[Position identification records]
· · · · ·

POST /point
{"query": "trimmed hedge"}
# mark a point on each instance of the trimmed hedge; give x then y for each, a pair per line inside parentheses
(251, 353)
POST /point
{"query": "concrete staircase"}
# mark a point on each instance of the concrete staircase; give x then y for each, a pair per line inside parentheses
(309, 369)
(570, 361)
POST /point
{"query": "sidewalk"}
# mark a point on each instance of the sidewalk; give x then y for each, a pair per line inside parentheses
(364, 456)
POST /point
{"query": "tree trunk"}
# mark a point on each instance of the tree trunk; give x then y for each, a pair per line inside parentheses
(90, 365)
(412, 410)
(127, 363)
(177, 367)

· · · · ·

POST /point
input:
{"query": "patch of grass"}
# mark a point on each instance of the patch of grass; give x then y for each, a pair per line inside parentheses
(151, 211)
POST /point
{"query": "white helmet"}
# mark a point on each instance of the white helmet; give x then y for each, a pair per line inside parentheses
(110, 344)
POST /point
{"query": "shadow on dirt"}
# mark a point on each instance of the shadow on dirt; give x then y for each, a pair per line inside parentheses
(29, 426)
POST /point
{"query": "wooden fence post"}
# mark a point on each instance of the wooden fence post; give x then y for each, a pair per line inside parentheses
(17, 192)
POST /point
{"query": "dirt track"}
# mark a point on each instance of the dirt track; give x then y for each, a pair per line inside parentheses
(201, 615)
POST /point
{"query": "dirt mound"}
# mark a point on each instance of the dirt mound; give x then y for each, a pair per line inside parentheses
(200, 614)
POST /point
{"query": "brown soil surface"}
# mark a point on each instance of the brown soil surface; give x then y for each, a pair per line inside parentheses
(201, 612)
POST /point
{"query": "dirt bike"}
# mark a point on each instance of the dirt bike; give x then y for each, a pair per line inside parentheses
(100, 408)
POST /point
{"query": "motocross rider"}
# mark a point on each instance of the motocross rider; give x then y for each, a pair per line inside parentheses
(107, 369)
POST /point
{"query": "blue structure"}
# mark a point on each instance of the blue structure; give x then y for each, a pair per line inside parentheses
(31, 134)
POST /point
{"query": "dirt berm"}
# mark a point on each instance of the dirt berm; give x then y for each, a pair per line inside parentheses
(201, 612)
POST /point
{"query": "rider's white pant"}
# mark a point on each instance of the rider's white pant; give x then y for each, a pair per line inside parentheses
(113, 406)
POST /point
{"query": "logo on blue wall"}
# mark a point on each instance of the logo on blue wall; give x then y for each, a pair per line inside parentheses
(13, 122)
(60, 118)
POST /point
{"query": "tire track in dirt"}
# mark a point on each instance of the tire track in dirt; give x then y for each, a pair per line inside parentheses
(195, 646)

· · · · ·

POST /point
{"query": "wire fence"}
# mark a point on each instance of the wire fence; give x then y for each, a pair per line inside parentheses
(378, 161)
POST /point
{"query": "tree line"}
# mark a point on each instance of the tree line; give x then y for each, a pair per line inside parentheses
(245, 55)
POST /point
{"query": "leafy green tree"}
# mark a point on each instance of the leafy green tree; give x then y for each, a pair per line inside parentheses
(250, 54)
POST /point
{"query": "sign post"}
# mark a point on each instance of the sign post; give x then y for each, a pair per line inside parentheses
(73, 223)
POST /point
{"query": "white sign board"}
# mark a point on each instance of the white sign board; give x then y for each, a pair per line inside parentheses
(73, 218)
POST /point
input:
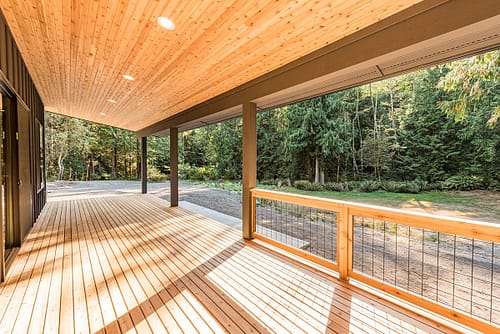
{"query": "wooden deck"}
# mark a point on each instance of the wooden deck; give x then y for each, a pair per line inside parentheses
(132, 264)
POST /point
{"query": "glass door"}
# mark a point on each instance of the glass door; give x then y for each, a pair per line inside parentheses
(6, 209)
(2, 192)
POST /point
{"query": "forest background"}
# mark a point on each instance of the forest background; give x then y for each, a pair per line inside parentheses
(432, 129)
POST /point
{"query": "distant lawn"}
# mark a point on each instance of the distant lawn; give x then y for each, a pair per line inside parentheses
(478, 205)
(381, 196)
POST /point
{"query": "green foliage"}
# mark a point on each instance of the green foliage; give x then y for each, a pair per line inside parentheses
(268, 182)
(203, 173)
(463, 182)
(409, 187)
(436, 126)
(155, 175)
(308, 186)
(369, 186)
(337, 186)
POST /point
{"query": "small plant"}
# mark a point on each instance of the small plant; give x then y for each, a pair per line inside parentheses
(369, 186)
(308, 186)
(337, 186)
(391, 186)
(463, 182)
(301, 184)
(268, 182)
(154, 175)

· · · · ·

■ **WHAT YOU NEED TO DO**:
Tally the lines in the records above that contain the string "motocross". Give only the number.

■ **TASK RESULT**:
2